• **WHAT IS NEEDED**
Nothing but the lines from the line with "If it's not too much trouble, please detect the man's" through the end of the data is to be copied, and each is to be copied exactly.

• **RECORDS FOR THE TASK**
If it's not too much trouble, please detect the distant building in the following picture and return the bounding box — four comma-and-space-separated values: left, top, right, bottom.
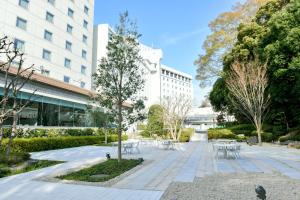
92, 24, 194, 108
185, 107, 219, 132
0, 0, 94, 126
160, 65, 194, 101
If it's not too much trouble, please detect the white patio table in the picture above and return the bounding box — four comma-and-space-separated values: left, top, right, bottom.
111, 140, 140, 154
213, 143, 241, 159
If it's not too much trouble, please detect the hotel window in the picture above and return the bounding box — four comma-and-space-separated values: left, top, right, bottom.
80, 81, 85, 88
84, 6, 89, 15
82, 35, 87, 44
68, 8, 74, 18
46, 12, 54, 23
43, 49, 51, 61
44, 30, 53, 42
19, 0, 29, 9
81, 50, 86, 59
41, 69, 50, 76
81, 65, 86, 75
83, 20, 88, 29
66, 41, 72, 51
67, 24, 73, 34
65, 58, 71, 68
48, 0, 55, 5
14, 39, 25, 52
16, 17, 27, 30
64, 76, 70, 83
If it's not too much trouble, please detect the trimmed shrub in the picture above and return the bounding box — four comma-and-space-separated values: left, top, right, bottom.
227, 124, 255, 136
252, 131, 274, 142
179, 128, 194, 142
261, 132, 273, 142
0, 152, 30, 165
3, 135, 128, 152
208, 128, 236, 140
279, 130, 300, 142
0, 164, 11, 178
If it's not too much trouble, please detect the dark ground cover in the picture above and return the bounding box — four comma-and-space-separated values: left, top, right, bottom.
57, 159, 143, 182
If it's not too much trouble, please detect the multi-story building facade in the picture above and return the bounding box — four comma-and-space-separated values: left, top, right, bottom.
93, 24, 163, 107
93, 24, 193, 108
160, 65, 194, 100
0, 0, 94, 126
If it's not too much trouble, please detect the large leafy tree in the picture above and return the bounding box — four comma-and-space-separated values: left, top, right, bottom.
195, 0, 270, 87
94, 12, 144, 162
210, 0, 300, 130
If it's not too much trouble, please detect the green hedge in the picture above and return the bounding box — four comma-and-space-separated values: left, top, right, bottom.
208, 128, 237, 140
279, 130, 300, 142
179, 128, 194, 142
252, 131, 274, 142
2, 135, 127, 152
3, 128, 117, 138
227, 124, 255, 137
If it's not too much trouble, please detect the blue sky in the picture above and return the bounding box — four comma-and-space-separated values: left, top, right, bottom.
95, 0, 237, 105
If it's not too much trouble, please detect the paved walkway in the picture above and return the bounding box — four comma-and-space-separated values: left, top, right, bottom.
0, 142, 300, 200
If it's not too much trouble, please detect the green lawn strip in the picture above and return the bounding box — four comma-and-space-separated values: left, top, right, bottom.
0, 160, 63, 178
57, 159, 143, 182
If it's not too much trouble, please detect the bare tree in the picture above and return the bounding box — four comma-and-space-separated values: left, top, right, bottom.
161, 95, 192, 141
0, 36, 18, 147
225, 59, 270, 145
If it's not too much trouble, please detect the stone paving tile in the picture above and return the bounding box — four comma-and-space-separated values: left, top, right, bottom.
174, 143, 206, 182
0, 142, 300, 200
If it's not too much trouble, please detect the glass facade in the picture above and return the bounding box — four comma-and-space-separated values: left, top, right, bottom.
0, 88, 95, 127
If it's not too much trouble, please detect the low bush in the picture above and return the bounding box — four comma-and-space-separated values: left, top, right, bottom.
0, 164, 11, 178
252, 131, 274, 142
227, 124, 255, 137
279, 130, 300, 142
4, 128, 122, 138
179, 128, 194, 142
208, 128, 237, 140
3, 135, 128, 152
0, 151, 30, 165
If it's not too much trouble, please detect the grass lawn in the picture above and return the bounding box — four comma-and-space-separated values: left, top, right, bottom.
0, 160, 63, 178
57, 159, 143, 182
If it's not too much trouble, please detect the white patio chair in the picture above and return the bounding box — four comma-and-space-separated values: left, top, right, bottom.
215, 144, 227, 158
131, 142, 141, 153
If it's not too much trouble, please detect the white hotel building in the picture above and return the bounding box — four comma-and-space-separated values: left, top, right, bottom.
0, 0, 193, 127
0, 0, 94, 126
93, 24, 193, 108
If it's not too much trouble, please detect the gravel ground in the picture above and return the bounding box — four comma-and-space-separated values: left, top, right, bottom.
161, 173, 300, 200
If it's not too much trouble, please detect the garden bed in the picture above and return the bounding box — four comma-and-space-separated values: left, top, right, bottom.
57, 159, 143, 182
0, 159, 63, 178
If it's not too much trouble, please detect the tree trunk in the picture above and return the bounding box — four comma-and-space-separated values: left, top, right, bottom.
256, 128, 262, 146
0, 123, 4, 149
118, 103, 122, 163
104, 129, 108, 144
6, 108, 18, 158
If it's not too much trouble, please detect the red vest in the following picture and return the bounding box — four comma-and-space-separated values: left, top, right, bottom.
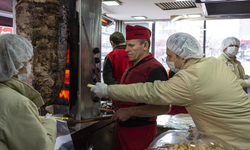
113, 54, 168, 150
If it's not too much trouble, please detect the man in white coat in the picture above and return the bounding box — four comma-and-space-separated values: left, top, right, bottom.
91, 33, 250, 150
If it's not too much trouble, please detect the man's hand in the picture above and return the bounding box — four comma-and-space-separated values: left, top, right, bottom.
90, 82, 108, 98
111, 107, 133, 122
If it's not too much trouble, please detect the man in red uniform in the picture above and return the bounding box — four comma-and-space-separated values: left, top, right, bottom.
103, 31, 129, 104
112, 25, 169, 150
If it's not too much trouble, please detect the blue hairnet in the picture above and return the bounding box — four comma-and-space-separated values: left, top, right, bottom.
0, 34, 33, 81
167, 32, 204, 59
220, 37, 240, 51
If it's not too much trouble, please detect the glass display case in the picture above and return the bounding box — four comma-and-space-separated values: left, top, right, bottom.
147, 130, 233, 150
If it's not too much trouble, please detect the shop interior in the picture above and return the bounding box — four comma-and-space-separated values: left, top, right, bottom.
0, 0, 250, 150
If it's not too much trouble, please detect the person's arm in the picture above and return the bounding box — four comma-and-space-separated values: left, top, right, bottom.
111, 67, 169, 121
107, 73, 195, 106
3, 99, 57, 150
237, 63, 250, 88
103, 57, 120, 85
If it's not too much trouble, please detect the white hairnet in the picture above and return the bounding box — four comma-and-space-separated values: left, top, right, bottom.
220, 37, 240, 51
0, 34, 33, 81
167, 32, 204, 59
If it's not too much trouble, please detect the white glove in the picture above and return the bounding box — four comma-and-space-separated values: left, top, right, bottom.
245, 79, 250, 87
45, 113, 56, 123
90, 82, 108, 97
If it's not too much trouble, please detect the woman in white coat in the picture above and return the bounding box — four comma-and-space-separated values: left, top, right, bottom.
91, 33, 250, 150
0, 34, 56, 150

• **ANSWER TO THE TASK**
If it's not too much trouble, please detect the man's hand in the picture above and return the bounding box — four comma-and-space-separated values: left, top, right, bottom.
90, 82, 108, 98
111, 107, 133, 122
If it's not too much trouble, please detect the man in red uniform in the picture above and return the bounding box — four comma-and-space-separated values: left, top, right, bottom.
103, 31, 129, 104
112, 25, 169, 150
If it's not too much trouble, please detect the blue hairnet in the picture above and return the bounding box — four comma-and-space-separated values: left, top, right, bottom.
0, 34, 33, 81
167, 32, 204, 59
220, 37, 240, 51
If it's not too much trouble, please detect the glass display case in the picture above and return the bounding box — four comma-and-space-separated values: left, top, right, bottom.
147, 130, 233, 150
If it's not too much trouble, please detect the shop interior in the picture above and return the bounding box — four comma-and-space-separated values: left, top, right, bottom.
0, 0, 250, 150
If it's not too much trouble, please detect the person's arm in the picture above and return the bounding box — four comma-and-space-separated values: left, top, right, bottom.
111, 67, 169, 121
107, 73, 195, 106
3, 99, 57, 150
237, 63, 250, 88
103, 57, 120, 85
If it's not too much trouble, please detect the white hairnet in the picture above and return the bounding box — four comma-and-space-separated values: left, top, right, bottom.
220, 37, 240, 51
0, 34, 33, 81
167, 32, 204, 59
If it's not too much trouble, please detect the white glove in the picture above and return the bounding box — four comma-and-space-separated values: left, top, right, bottom.
245, 79, 250, 87
45, 113, 56, 123
90, 82, 108, 97
If it's not too much trouble, please detect the woman in white coat in the picture above and return the bounding box — four comma-and-space-separated values: left, top, right, bottom.
91, 33, 250, 150
0, 34, 56, 150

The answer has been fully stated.